* Start Records supplied *

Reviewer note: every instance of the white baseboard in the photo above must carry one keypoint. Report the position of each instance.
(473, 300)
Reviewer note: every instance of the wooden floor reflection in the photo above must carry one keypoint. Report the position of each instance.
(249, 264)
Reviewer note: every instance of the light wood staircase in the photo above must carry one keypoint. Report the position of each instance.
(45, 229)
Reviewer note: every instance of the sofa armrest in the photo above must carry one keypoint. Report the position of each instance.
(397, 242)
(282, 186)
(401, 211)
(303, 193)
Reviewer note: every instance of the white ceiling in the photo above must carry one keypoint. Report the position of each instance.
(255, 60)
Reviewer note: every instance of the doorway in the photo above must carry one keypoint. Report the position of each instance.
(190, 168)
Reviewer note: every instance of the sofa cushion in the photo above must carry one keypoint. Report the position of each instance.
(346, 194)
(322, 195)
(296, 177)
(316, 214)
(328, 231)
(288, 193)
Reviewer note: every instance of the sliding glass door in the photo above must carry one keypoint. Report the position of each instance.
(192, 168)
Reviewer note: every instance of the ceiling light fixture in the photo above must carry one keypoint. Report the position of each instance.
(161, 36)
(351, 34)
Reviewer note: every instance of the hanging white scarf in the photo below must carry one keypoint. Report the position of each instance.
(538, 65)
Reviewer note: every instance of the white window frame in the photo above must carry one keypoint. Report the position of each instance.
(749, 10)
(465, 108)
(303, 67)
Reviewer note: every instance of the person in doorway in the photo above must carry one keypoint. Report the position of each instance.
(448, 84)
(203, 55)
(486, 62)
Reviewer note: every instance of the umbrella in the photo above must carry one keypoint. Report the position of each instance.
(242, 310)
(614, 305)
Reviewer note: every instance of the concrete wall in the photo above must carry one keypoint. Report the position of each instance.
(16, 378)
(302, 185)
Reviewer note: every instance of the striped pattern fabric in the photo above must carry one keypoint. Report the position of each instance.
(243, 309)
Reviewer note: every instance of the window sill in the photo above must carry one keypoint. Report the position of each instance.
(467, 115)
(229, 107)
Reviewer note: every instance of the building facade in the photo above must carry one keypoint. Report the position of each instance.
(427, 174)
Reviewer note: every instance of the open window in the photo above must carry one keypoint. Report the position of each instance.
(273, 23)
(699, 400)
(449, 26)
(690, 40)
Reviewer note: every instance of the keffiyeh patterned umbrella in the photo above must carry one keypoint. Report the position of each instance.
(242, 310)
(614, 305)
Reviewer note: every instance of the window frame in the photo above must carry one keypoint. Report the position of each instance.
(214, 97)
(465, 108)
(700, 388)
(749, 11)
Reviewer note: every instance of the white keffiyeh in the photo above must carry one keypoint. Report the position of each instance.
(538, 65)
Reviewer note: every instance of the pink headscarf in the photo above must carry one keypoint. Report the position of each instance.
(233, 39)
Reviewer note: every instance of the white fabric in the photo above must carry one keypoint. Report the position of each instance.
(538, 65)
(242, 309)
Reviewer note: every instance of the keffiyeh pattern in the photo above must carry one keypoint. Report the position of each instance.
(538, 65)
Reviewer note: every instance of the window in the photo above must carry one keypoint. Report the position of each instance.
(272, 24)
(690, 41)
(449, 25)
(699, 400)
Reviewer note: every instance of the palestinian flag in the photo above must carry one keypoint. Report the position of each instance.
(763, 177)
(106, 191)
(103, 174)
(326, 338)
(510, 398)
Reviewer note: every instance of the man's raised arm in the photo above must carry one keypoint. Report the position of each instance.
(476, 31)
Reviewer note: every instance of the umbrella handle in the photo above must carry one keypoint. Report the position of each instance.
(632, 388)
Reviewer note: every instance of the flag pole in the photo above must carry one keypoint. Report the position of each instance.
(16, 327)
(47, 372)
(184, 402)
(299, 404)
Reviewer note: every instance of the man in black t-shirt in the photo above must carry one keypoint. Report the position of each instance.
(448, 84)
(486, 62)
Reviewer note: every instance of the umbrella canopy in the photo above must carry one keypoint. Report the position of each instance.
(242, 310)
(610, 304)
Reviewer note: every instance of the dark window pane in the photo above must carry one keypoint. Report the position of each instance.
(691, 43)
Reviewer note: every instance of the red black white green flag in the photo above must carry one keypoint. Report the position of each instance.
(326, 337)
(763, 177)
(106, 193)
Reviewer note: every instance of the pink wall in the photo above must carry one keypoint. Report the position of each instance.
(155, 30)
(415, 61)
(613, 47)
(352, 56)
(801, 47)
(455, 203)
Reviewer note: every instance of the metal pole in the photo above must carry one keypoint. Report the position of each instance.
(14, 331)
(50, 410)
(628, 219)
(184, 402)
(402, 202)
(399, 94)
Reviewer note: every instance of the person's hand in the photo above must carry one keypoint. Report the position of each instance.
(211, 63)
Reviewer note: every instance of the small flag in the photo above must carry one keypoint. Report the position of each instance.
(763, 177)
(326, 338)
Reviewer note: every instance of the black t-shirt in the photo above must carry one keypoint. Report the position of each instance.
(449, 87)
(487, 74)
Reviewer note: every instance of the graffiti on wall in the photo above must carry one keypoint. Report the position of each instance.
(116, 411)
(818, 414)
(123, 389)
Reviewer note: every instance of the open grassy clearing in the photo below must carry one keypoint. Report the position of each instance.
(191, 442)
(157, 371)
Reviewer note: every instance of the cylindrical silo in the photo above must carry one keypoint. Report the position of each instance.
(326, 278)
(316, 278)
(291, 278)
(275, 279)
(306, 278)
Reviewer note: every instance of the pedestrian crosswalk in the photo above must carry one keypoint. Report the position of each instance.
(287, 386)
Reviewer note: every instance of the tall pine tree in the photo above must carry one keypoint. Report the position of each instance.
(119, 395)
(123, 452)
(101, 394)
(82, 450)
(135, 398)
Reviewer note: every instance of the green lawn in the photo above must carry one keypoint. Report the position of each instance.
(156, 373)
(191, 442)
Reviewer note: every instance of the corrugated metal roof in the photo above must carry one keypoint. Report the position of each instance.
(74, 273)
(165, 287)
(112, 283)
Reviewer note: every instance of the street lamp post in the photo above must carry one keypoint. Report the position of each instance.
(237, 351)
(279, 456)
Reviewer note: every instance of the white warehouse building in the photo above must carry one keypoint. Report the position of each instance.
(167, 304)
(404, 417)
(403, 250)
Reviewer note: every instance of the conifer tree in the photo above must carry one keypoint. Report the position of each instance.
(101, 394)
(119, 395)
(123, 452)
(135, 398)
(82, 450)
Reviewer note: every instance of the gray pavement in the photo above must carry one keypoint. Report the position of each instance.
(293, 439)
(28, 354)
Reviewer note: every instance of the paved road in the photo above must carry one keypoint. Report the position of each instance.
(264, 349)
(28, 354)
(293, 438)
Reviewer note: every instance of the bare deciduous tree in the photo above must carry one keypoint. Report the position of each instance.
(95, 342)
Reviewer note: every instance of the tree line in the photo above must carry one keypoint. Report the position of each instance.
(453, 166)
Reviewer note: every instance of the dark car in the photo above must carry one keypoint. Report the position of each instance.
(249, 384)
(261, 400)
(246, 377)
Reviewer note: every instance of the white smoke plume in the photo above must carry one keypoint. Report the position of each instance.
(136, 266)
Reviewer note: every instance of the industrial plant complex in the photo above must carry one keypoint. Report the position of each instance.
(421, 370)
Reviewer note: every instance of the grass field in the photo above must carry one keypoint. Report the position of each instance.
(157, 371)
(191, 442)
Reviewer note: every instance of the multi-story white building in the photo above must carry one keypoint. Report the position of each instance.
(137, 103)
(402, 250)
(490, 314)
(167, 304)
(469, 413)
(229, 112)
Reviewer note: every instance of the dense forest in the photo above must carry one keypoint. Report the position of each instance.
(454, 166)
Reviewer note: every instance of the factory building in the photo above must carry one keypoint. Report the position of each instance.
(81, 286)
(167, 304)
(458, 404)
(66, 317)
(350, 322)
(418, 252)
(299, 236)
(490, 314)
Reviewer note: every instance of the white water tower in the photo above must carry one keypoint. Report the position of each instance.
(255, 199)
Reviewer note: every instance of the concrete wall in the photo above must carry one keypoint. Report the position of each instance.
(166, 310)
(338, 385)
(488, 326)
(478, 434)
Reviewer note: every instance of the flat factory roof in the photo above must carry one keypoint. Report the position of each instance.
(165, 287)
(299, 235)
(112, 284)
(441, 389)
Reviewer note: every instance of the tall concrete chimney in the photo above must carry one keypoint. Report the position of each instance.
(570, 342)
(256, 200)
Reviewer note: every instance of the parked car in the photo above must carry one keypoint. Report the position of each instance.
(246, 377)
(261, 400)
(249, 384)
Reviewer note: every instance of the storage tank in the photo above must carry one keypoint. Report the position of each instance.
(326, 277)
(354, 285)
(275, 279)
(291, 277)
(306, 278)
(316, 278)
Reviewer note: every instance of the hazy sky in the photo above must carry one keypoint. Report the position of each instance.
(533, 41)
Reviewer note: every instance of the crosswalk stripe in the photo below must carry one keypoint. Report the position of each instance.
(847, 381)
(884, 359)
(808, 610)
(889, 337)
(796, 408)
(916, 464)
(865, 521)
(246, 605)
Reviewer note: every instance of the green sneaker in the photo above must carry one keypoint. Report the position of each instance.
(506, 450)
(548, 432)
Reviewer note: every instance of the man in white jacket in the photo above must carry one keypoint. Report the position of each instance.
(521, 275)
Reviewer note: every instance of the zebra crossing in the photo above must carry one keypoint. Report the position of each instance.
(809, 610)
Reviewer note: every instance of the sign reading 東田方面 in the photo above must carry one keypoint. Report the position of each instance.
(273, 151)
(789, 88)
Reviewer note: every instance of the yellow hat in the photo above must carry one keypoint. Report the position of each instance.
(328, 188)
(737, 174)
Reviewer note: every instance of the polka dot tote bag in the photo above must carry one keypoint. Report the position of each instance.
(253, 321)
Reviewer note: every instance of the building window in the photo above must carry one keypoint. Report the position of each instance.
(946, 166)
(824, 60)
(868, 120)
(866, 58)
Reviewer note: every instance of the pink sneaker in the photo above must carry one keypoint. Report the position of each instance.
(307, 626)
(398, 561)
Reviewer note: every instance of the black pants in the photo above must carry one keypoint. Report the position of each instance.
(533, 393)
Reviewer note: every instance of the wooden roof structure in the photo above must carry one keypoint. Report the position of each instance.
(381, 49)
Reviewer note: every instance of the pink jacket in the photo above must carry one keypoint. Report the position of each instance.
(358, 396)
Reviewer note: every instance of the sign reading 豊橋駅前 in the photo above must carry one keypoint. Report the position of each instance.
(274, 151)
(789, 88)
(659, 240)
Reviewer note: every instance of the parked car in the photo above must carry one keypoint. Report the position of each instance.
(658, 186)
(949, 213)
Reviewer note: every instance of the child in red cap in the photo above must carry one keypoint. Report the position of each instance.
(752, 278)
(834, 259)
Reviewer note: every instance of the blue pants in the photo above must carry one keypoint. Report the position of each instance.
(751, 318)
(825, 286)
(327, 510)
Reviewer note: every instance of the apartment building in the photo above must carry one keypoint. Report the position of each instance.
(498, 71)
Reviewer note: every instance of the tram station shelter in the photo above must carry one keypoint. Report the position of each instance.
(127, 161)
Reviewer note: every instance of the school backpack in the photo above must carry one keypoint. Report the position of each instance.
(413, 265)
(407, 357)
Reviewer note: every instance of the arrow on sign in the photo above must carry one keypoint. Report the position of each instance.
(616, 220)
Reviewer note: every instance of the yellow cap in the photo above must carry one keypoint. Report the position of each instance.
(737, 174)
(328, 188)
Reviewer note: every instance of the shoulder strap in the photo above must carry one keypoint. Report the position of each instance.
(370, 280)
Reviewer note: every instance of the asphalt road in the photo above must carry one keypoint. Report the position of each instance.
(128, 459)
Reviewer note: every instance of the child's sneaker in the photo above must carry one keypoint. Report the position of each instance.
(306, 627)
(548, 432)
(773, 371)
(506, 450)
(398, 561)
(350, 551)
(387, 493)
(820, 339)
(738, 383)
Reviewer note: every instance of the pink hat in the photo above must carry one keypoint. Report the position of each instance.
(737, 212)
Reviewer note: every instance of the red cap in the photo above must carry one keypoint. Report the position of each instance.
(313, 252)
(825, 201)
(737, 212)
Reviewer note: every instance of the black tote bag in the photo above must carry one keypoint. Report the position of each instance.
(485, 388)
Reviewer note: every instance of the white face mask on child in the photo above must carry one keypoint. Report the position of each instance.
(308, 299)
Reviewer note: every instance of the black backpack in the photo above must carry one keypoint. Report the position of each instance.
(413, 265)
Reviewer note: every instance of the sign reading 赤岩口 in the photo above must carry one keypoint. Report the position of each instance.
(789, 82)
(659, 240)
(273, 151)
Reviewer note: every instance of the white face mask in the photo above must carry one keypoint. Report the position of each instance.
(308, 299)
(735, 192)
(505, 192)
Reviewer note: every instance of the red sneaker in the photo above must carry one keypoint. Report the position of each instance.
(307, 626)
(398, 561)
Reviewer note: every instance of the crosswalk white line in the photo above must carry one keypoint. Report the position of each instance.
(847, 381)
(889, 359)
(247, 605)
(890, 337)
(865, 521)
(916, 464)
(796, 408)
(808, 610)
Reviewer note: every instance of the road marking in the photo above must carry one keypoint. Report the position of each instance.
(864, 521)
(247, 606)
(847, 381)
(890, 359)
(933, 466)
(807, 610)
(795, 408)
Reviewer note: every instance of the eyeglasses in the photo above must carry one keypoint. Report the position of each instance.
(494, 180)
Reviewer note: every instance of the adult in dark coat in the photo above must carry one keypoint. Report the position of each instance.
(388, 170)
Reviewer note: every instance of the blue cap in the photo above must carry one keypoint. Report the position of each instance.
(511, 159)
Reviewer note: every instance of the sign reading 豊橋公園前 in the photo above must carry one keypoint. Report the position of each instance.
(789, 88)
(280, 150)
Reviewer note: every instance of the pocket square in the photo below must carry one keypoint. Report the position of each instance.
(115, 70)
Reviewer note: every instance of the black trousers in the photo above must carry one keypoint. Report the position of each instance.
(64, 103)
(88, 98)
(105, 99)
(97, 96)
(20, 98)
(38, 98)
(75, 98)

* End Records supplied *

-- Problem requirements --
Give back exactly the lines from the line holding "Reviewer note: every instance of the black backpack" through the last line of the listing, including both.

-- Task result --
Reviewer note: every instance of the black backpack in the photo above must carry one keypoint. Report the position of each instance.
(413, 265)
Reviewer note: every instance of the sign reading 赤岩口 in the photo above must carry one keypoint. Report the position of each instance.
(789, 82)
(659, 240)
(273, 151)
Reviewer note: every instance of the white face mask in the photo above must carry one keypoint. Report the position of each instance.
(308, 299)
(735, 192)
(505, 192)
Reviewer note: every instance of the red sneaker in the photo above must carry one keypoint. Report the position of each instance.
(307, 626)
(398, 561)
Reviewer note: every instance of the crosswalk white line in the photo above must carry one keypoint. Report the position of each instance.
(847, 381)
(889, 359)
(247, 605)
(890, 337)
(865, 521)
(916, 464)
(796, 408)
(808, 610)
Reviewer note: every instance of the road marking in the photo above must carry one keypoint. Report the position of each instance.
(864, 521)
(247, 606)
(847, 381)
(890, 359)
(933, 466)
(807, 610)
(795, 408)
Reviewer note: every instance of the eyeglasses in the photo above must carry one keypoint. Report the position of each instance.
(494, 180)
Reviewer note: every instance of the adult in dark coat in the photo above must carry one keypoint. Report the position of each instance.
(388, 170)
Reviewer note: every instance of the blue cap in the photo above must carry one keypoint. Report the position of each instance.
(511, 159)
Reviewer note: every instance of the sign reading 豊橋公園前 in the photo above must carry one keypoint. Report the position of each instance.
(789, 88)
(280, 150)
Reviewer note: every instance of the pocket square in the photo below must carry one keypoint. Report the position of each instance.
(115, 70)
Reviewer note: every instance of the black trousers in the photo above must carry one keypoint. Report the position of each instance.
(64, 103)
(88, 98)
(105, 99)
(97, 96)
(20, 98)
(38, 98)
(75, 98)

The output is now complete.